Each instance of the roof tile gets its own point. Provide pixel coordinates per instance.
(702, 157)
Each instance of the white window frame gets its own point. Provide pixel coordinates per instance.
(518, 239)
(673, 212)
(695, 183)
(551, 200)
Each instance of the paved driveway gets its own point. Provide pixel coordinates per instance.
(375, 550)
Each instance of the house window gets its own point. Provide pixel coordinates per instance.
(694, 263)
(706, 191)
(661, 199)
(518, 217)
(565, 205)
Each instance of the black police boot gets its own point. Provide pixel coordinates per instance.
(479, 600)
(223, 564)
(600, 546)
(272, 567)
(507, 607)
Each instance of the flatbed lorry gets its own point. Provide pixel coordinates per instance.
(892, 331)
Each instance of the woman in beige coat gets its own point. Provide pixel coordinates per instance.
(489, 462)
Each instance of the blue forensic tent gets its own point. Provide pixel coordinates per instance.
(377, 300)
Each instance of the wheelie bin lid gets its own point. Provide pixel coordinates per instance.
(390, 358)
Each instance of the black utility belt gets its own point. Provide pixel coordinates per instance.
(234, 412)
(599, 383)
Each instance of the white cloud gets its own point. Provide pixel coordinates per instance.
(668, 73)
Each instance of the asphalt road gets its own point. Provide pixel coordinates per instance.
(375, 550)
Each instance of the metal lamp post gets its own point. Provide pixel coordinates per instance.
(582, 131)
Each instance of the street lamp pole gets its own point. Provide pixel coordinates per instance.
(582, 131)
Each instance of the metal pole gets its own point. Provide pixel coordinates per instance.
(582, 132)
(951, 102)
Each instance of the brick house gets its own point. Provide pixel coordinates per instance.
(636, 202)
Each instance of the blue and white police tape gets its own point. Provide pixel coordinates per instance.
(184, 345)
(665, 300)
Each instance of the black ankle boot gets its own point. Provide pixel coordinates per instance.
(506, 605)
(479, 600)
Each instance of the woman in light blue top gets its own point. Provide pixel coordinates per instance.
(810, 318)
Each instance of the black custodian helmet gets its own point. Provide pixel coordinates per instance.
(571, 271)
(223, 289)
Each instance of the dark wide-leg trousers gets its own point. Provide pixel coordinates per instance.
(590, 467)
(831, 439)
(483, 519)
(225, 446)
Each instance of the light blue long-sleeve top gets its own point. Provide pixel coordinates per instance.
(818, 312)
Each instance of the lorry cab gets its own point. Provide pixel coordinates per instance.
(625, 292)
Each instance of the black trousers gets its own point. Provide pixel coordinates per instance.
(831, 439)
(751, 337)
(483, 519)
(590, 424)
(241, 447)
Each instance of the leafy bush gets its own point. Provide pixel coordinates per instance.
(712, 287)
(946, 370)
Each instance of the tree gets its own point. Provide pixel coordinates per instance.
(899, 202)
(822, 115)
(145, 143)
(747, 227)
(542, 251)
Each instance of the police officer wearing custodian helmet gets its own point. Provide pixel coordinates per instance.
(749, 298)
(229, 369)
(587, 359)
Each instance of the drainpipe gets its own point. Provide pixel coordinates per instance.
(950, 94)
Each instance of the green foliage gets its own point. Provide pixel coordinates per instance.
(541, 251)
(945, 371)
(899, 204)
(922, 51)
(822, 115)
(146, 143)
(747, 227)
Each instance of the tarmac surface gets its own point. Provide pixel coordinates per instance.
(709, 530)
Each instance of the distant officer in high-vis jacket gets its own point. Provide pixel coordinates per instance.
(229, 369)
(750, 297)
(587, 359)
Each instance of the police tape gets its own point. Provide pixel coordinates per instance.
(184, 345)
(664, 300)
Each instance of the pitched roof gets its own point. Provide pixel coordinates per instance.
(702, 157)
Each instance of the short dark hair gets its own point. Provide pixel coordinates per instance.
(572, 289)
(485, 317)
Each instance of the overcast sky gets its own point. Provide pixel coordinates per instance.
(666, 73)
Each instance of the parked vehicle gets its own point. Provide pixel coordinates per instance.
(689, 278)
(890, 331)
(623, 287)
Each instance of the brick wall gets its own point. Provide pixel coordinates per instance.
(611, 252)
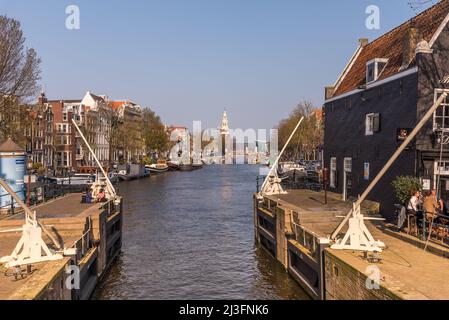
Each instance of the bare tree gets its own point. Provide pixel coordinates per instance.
(309, 135)
(153, 132)
(19, 76)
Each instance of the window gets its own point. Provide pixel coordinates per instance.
(333, 173)
(65, 140)
(372, 124)
(441, 116)
(374, 69)
(442, 168)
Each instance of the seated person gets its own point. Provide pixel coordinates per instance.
(414, 203)
(432, 207)
(89, 197)
(101, 197)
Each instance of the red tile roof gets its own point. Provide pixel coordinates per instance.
(115, 105)
(390, 46)
(10, 146)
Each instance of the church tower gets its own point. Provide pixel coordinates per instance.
(224, 130)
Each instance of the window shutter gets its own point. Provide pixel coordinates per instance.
(376, 122)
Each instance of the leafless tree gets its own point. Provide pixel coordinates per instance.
(19, 76)
(309, 135)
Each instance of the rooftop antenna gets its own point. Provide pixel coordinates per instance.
(31, 248)
(272, 183)
(358, 237)
(417, 5)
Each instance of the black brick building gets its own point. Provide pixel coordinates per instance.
(386, 88)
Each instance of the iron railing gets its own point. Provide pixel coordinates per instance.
(38, 194)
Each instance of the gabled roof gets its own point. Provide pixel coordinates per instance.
(10, 146)
(115, 105)
(390, 46)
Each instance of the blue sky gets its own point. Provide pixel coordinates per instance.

- - -

= What is needed =
Rewrite everything from the line containing "Each instance of the leafless" down to the end of the material, requests included, and scale each pixel coordinate in the answers by 1.05, rounding to whole numbers with halves rounded up. Leave every other line unchanged.

= Response to the exercise =
Each instance of the leafless tree gets its own point. Provide pixel coordinates per instance.
(20, 80)
(324, 142)
Each instance of the rooftop antenna gets its own point. Provide pixel coordinates per instance.
(33, 260)
(286, 192)
(376, 249)
(438, 5)
Each instance of the black brick building gets its own point. Provide pixel coordinates per instance.
(405, 92)
Each instance of the iron railing gets its own point. Provide pixel coordinates per instance.
(40, 204)
Each instance of the gabled roof gets its own point. Provide pixel coordinates per instance.
(11, 153)
(121, 110)
(410, 48)
Each instance of the blue sky gets its own point. Provide pixel coordinates per instance.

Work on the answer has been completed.